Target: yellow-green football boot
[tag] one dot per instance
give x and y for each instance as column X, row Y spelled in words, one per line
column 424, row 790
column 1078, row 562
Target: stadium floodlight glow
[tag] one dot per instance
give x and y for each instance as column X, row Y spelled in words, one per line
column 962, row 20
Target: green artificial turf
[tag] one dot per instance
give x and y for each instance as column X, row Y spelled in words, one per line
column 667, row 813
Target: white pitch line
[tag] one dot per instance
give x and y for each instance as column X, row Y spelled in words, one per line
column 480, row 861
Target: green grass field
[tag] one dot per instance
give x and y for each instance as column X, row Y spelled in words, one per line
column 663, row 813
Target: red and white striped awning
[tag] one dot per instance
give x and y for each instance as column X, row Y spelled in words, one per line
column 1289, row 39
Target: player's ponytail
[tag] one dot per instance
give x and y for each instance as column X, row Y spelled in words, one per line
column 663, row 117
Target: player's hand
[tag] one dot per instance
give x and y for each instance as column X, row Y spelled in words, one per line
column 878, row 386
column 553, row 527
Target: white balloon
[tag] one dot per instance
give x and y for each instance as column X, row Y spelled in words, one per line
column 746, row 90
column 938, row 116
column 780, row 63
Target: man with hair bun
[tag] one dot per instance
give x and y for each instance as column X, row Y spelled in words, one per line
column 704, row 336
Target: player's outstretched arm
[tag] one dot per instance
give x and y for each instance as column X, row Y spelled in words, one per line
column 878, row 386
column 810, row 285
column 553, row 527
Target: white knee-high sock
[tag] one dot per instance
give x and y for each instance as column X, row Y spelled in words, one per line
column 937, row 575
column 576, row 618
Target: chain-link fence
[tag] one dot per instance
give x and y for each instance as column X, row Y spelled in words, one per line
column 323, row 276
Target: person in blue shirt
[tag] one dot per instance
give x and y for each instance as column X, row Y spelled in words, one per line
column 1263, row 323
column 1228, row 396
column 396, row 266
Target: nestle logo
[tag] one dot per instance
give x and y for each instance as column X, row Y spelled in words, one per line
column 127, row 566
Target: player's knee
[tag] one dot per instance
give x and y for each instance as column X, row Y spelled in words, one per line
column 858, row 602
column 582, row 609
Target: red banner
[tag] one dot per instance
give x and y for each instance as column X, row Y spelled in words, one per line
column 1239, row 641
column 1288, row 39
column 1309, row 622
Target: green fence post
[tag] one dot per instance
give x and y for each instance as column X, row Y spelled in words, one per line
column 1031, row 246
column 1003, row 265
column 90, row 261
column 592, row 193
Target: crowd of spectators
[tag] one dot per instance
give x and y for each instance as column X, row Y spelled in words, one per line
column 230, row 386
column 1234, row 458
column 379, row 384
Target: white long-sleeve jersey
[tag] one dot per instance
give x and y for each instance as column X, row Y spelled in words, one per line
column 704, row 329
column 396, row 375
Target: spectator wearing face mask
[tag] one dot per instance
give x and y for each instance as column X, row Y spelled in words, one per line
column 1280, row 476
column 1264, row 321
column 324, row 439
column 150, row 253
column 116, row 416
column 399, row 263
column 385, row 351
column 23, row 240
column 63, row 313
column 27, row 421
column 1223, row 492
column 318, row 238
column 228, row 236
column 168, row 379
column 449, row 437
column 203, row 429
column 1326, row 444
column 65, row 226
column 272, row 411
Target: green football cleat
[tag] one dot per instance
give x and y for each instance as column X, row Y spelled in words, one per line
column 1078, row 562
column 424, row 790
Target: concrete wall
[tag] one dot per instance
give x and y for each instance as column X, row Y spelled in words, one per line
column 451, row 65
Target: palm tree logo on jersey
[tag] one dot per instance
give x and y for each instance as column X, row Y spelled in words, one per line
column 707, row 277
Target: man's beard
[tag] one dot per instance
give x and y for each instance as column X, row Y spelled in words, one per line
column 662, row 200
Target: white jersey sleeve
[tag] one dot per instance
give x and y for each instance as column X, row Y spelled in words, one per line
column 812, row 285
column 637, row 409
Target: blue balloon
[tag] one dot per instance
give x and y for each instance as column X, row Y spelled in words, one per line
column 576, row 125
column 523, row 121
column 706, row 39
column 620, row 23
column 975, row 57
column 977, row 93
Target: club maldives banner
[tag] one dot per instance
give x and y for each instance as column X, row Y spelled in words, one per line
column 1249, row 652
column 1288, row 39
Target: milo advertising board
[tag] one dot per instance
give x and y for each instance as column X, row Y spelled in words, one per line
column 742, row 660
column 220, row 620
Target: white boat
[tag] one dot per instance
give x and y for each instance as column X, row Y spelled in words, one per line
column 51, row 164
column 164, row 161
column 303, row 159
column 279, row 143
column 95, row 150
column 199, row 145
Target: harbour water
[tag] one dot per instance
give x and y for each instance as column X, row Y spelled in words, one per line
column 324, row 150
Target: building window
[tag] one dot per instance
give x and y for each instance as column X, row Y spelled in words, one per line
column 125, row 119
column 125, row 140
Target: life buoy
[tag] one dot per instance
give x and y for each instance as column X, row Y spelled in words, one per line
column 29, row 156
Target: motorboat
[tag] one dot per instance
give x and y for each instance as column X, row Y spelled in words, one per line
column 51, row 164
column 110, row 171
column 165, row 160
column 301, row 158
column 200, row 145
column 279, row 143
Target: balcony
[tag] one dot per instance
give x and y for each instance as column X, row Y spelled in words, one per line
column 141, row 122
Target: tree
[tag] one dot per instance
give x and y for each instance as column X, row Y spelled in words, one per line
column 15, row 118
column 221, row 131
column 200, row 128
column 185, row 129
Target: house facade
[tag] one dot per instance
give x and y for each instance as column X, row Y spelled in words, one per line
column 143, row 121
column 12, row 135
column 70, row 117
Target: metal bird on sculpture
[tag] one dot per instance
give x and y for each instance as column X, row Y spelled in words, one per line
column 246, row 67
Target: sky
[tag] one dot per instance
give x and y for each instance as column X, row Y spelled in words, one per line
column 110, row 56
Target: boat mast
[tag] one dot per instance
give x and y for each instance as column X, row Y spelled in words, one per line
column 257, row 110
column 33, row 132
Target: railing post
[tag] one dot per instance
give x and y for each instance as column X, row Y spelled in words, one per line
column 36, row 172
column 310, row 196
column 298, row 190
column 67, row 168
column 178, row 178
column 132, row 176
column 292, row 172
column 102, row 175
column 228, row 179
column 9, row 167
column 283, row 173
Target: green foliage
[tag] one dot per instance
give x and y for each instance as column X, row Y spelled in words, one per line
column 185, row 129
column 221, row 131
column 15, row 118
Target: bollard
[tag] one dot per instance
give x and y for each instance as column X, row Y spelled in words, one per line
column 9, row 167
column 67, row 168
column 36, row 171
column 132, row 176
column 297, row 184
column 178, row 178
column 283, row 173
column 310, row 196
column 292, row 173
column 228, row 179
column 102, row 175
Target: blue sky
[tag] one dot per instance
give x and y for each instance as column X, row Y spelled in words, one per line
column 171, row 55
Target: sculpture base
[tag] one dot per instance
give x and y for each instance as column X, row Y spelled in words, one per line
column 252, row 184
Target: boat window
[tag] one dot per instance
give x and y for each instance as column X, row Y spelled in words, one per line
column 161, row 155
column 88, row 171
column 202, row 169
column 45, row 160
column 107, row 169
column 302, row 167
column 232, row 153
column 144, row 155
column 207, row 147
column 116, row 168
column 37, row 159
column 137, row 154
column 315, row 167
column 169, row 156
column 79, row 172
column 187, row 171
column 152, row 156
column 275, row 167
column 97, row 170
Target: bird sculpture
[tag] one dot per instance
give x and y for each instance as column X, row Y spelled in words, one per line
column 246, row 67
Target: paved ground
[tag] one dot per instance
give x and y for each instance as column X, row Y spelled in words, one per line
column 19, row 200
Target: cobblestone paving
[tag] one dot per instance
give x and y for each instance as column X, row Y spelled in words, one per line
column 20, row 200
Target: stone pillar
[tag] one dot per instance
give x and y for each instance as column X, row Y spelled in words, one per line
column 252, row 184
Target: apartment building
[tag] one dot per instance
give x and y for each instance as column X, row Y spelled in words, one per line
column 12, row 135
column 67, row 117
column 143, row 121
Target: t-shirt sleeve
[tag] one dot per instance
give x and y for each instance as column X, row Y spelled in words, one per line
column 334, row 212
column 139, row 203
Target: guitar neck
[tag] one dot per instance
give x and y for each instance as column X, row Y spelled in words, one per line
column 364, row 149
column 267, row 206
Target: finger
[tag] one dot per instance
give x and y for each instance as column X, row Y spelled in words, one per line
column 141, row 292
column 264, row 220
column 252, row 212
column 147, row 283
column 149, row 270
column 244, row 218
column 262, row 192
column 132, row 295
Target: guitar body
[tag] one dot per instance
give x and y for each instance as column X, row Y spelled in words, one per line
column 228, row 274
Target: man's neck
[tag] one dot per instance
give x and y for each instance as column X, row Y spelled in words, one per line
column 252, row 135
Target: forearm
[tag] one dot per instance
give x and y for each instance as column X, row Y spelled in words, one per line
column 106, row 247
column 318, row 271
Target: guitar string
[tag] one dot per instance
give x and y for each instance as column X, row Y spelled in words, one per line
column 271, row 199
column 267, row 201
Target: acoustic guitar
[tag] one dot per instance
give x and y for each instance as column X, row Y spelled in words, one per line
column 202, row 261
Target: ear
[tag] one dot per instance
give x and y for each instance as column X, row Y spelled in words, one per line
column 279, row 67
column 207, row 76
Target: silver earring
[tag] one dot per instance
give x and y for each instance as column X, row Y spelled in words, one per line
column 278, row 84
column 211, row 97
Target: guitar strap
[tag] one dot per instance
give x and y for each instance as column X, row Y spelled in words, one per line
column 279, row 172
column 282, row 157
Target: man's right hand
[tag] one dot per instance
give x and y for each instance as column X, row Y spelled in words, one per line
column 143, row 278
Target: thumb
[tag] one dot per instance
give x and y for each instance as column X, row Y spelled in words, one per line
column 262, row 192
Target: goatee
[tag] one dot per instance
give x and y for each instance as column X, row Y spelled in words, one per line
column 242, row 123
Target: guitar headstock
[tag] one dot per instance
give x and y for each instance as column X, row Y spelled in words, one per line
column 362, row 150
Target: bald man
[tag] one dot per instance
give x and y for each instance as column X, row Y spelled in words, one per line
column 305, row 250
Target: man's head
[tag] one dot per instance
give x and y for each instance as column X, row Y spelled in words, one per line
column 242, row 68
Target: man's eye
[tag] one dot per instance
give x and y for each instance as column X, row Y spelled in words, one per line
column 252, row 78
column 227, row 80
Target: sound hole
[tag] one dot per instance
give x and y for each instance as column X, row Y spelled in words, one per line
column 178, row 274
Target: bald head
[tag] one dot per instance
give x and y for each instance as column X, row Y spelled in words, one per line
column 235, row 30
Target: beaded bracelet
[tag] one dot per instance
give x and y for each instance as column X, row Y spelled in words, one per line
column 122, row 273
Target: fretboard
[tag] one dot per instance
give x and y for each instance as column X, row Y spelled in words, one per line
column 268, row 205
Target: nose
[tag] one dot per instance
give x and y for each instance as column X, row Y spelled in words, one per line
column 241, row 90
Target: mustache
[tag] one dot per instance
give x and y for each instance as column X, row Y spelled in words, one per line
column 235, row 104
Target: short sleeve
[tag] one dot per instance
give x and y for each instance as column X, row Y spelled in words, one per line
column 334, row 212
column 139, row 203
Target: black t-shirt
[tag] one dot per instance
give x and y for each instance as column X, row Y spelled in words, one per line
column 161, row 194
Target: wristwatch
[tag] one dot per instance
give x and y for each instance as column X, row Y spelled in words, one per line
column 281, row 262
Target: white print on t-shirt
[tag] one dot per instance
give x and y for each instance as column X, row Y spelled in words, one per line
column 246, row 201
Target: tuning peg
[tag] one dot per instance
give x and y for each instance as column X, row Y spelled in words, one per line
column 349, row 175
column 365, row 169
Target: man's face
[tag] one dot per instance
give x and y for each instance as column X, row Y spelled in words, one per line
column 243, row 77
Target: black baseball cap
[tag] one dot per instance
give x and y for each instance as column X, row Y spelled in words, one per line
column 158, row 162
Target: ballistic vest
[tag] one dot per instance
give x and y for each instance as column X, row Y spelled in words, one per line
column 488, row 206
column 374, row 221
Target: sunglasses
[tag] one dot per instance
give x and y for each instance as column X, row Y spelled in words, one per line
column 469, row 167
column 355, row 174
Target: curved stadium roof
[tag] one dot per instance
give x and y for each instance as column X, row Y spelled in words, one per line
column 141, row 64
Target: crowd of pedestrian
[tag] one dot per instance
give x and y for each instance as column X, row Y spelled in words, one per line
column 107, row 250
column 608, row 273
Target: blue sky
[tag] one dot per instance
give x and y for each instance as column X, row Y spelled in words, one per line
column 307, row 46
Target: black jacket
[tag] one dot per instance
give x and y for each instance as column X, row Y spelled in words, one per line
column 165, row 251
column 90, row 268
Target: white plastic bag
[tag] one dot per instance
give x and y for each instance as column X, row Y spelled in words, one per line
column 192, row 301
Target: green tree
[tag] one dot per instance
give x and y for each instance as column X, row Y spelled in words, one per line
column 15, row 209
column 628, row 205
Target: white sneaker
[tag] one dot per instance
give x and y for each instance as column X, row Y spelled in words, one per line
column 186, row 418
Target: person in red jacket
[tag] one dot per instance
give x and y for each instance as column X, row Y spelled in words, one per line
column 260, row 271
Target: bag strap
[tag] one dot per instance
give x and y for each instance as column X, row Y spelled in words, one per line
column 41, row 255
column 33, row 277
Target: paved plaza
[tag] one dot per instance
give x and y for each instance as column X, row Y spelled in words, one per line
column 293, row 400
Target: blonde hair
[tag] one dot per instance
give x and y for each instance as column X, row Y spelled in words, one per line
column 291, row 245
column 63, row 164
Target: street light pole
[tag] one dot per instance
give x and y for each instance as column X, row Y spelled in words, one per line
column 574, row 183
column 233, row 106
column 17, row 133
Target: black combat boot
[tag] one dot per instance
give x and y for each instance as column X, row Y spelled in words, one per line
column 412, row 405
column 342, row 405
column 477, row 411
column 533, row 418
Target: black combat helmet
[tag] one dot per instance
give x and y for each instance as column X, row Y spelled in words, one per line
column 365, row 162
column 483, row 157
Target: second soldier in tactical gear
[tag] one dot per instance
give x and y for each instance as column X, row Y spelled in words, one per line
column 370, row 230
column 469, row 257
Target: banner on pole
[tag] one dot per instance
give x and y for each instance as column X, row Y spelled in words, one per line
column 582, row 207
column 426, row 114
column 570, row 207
---
- [TASK OBJECTIVE]:
Format the lines as a JSON list of strings, one string per line with blank lines omitted, starting at the line that contains "Target: beaded bracelet" and ending at the line that contains "column 281, row 262", both included. Leave out every other line in the items above.

- [TASK RESPONSE]:
[
  "Target: beaded bracelet",
  "[tag] one dot per instance",
  "give x and y for each instance as column X, row Y spelled in words, one per line",
  "column 122, row 273",
  "Target: fretboard",
  "[tag] one dot per instance",
  "give x and y for each instance as column X, row Y spelled in words, one per line",
  "column 268, row 205",
  "Target: nose",
  "[tag] one dot per instance",
  "give x and y for each instance as column X, row Y spelled in words, one per line",
  "column 241, row 90",
  "Target: mustache",
  "[tag] one dot per instance",
  "give x and y for each instance as column X, row Y spelled in words, one per line",
  "column 235, row 104",
  "Target: short sleeve",
  "[tag] one dot per instance",
  "give x and y for each instance as column X, row Y spelled in words, one per line",
  "column 334, row 212",
  "column 139, row 203",
  "Target: black t-shirt",
  "[tag] one dot per instance",
  "give x and y for each instance as column X, row Y spelled in words, one per line",
  "column 161, row 194",
  "Target: wristwatch",
  "[tag] one dot per instance",
  "give x and y for each instance as column X, row Y spelled in words, one per line",
  "column 281, row 262"
]